-- START --

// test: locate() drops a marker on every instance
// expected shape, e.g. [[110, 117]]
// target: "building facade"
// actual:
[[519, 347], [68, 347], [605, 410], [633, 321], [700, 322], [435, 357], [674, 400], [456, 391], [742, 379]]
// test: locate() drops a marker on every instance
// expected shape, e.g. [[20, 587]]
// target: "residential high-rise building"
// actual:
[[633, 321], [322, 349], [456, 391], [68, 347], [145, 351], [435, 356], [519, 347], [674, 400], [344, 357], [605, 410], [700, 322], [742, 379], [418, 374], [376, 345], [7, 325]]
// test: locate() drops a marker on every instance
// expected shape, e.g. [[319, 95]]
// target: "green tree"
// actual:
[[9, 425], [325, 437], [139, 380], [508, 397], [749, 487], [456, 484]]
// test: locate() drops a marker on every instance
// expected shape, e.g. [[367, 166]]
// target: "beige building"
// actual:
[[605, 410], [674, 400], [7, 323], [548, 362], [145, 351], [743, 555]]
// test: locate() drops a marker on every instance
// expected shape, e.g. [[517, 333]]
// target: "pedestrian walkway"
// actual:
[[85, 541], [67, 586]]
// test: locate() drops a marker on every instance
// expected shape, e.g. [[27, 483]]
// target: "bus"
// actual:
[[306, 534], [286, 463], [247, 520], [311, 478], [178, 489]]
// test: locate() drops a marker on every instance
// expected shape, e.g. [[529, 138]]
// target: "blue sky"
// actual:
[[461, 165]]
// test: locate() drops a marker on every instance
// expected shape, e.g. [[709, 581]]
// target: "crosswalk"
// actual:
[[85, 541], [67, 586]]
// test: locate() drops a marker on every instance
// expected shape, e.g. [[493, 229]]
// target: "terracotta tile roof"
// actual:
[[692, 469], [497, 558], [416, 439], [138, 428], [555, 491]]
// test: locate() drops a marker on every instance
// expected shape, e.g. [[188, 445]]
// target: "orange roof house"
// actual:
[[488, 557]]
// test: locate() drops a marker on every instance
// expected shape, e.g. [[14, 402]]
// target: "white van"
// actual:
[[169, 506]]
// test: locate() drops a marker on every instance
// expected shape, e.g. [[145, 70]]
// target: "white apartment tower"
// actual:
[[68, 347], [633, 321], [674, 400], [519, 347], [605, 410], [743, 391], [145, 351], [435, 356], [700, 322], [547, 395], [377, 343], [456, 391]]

-- END --

Given task
Repeat the lines from the start of the records up to and including the line with "345], [7, 325]]".

Answer
// test: locate() drops a marker on every instance
// expected shape, e.g. [[110, 117]]
// target: "building facade"
// actual:
[[519, 347], [68, 347], [605, 410], [633, 321], [700, 322], [435, 357], [674, 400], [456, 391], [742, 379]]
// test: locate() drops a marker on every instance
// expected shape, e.g. [[20, 587]]
// target: "residential high-rise building"
// actual:
[[633, 321], [322, 349], [456, 391], [68, 347], [145, 351], [435, 356], [519, 347], [674, 400], [344, 357], [605, 410], [700, 322], [742, 379], [418, 374], [376, 345], [7, 325]]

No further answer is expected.